---------- Material for this task

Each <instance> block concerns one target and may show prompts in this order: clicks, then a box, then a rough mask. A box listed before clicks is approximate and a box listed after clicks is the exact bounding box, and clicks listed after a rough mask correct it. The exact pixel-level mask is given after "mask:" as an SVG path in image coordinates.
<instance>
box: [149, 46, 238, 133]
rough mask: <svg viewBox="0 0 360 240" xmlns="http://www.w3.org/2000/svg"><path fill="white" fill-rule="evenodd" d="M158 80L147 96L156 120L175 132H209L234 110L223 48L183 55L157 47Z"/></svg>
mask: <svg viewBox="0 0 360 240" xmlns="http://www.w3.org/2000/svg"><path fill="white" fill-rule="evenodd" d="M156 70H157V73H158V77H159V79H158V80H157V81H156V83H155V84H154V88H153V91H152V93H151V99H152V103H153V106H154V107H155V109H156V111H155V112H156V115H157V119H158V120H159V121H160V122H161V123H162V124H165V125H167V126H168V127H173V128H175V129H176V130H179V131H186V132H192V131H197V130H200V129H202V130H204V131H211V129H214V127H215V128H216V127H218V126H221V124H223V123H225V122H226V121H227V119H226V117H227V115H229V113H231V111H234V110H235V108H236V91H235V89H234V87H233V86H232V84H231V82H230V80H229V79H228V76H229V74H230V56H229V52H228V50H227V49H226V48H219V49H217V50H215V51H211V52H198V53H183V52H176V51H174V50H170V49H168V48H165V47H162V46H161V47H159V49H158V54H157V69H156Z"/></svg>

--------------------
---------- Material for this task

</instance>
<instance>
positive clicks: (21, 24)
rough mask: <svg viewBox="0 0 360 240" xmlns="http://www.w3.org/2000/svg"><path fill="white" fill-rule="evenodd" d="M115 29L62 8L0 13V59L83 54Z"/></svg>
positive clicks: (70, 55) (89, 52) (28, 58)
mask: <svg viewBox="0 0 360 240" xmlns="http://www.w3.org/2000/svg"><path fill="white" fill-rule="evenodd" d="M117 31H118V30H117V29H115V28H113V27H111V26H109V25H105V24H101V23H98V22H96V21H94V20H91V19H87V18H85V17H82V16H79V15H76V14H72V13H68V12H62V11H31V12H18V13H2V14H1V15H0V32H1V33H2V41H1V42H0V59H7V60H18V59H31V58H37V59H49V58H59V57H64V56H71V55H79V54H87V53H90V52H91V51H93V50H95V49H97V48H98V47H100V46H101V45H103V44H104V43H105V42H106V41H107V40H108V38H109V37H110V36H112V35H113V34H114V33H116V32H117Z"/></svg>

--------------------
---------- Material for this task

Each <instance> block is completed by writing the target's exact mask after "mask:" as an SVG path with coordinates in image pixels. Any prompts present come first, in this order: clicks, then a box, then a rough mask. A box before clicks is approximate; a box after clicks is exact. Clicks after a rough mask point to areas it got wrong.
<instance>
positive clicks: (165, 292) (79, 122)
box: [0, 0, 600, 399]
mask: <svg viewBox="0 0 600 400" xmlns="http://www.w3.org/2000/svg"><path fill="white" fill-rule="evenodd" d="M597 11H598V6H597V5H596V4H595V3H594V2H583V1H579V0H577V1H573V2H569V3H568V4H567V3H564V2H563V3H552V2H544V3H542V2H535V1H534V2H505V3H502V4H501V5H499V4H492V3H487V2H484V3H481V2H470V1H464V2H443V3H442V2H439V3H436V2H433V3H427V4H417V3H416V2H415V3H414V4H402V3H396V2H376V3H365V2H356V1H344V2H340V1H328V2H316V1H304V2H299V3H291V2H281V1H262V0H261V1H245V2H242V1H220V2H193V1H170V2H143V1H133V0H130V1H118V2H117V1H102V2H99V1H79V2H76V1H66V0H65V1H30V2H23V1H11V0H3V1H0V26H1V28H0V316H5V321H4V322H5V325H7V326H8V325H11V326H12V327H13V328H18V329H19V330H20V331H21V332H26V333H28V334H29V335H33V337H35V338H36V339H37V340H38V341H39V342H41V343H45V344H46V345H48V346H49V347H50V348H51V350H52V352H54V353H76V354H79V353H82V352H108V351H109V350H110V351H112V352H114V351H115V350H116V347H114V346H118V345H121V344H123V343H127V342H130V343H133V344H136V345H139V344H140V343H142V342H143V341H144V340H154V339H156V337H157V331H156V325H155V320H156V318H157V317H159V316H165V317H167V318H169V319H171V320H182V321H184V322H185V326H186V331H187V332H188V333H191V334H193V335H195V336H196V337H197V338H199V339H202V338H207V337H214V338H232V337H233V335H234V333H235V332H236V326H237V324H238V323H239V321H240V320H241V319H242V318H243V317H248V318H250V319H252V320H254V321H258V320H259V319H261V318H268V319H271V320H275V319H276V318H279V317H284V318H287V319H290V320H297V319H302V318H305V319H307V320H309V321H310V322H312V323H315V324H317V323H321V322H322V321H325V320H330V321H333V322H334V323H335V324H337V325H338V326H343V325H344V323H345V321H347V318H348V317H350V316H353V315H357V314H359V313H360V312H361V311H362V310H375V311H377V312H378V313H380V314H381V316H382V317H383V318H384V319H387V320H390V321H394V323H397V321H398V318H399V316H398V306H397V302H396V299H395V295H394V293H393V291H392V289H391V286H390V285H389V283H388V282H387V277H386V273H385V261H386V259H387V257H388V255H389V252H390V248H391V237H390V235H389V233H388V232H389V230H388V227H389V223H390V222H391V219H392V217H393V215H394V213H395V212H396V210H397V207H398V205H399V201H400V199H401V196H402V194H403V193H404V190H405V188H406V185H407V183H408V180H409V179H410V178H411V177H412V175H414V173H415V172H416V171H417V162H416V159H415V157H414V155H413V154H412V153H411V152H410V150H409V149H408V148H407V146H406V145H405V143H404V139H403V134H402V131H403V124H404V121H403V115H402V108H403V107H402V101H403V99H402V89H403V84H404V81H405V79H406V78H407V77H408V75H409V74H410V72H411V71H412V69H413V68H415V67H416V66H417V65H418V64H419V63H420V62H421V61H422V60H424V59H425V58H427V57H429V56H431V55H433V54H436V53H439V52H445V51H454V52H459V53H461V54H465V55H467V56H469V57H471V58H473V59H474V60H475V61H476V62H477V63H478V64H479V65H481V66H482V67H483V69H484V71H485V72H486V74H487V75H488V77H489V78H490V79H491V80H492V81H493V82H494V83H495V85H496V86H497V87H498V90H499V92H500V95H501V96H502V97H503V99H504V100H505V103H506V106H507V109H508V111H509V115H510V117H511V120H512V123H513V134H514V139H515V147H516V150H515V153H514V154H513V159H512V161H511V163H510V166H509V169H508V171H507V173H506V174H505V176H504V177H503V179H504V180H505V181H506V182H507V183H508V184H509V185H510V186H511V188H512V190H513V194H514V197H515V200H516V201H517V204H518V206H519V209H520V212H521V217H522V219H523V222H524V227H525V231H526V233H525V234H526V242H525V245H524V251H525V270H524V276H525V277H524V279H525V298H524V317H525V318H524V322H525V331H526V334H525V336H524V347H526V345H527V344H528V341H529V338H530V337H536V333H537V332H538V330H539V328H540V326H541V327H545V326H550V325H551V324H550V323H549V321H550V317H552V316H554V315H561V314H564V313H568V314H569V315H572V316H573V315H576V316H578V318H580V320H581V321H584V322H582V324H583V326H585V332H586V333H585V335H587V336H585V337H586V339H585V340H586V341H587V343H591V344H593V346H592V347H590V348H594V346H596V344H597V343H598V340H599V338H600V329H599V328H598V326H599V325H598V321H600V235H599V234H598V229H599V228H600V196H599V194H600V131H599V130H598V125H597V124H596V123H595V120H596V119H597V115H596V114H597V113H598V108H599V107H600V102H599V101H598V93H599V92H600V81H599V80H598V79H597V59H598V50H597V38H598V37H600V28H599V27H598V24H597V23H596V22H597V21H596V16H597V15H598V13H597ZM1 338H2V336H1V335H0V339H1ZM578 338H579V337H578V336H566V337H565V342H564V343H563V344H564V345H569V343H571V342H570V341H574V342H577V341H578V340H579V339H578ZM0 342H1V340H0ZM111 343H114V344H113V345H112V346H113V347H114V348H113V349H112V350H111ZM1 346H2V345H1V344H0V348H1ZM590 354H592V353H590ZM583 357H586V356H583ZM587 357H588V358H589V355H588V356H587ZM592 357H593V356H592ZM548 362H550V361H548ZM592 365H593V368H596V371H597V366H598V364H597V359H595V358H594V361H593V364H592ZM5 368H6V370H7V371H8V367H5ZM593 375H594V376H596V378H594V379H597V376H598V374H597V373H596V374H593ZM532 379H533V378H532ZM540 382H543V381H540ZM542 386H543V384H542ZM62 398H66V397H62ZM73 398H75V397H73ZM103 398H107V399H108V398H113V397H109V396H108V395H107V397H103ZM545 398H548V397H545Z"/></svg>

--------------------

● **Exercise**:
Look above for the line holding "Each <instance> block is", then set down exactly that line and every line after it up to and including the line holding "positive clicks: (165, 292) (79, 122)", with nothing else.

● **Written response**:
Each <instance> block is completed by writing the target's exact mask after "mask:" as an SVG path with coordinates in image pixels. Any prompts present come first, in this order: clicks, then a box, then a rough mask. A box before clicks is approximate; a box after clicks is exact. Clicks after a rough mask point to areas it got wrong.
<instance>
positive clicks: (165, 292) (79, 122)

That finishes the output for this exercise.